> ページ
# # # #

コカ・コーラシステムが販売するミネラルウォーターが絶好調で売れているという。確かに特徴のある商品だが、ナゼ、それほどまでに売れるのか?
Promotionも広告がよくできている。「飲み終わったらクシャッとつぶせる」という製品特性を表わすため、見事なまでにひねり絞られたボトルの上から、緑の葉っぱが顔を出している表現。エコ気分満点である。その効果があって、東京ウォーカーの記事にも「子どもが喜んでボトルをつぶし、資源回収に出してくれる」との声がある。製品や価格だけでない、情緒的な価値も消費者に評価されているのである。
と、ここまでで十分成功要因が挙げられているように見えるが、それだけが大ヒットの理由だろうか。商品が売れるためには、マーケティングミックスの4つのPの整合性が欠かせない。しかし、それ以前に魅力あるターゲットを取り込むことができていることと、そのターゲットから評価されるポジショニングが獲得できていることが重要なのである。
もう一度、振り返って考えてみる。

# # # #

> 提供データ

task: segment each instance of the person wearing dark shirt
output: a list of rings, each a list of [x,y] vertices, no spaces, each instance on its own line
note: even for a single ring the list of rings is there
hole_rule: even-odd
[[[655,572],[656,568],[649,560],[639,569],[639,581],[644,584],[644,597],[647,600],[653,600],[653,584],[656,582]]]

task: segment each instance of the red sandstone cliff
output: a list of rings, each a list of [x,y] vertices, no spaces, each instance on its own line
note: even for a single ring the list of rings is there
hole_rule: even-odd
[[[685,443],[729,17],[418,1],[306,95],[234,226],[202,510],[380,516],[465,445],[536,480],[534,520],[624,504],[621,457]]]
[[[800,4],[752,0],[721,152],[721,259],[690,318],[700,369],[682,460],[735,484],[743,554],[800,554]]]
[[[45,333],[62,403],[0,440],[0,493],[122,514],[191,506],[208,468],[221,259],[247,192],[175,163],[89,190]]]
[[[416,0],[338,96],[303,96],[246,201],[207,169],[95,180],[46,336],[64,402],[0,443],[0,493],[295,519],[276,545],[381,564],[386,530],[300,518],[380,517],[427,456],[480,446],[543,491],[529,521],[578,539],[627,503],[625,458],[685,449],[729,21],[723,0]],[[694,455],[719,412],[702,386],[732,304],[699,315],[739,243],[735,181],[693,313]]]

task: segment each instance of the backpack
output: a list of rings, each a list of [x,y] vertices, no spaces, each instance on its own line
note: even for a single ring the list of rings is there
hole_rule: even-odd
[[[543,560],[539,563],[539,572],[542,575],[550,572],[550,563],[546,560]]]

# # # #

> 課題
- 1) ミネラルウォーターについての文章で、「コカ・コーラシステムが販売す」から「もう一度、振り返って考えてみる。」までをすべて書き出し、「ミネラルウォーター」を「飲料水」に置き換えてください。
- 2) ミネラルウォーターについての文章によると、東京ウォーカーの記事にはどんな声が載っていますか。

> 解答例
- 1)
コカ・コーラシステムが販売する飲料水が絶好調で売れているという。確かに特徴のある商品だが、ナゼ、それほどまでに売れるのか?
Promotionも広告がよくできている。「飲み終わったらクシャッとつぶせる」という製品特性を表わすため、見事なまでにひねり絞られたボトルの上から、緑の葉っぱが顔を出している表現。エコ気分満点である。その効果があって、東京ウォーカーの記事にも「子どもが喜んでボトルをつぶし、資源回収に出してくれる」との声がある。製品や価格だけでない、情緒的な価値も消費者に評価されているのである。
と、ここまでで十分成功要因が挙げられているように見えるが、それだけが大ヒットの理由だろうか。商品が売れるためには、マーケティングミックスの4つのPの整合性が欠かせない。しかし、それ以前に魅力あるターゲットを取り込むことができていることと、そのターゲットから評価されるポジショニングが獲得できていることが重要なのである。
もう一度、振り返って考えてみる。

- 2) 「子どもが喜んでボトルをつぶし、資源回収に出してくれる」という声です。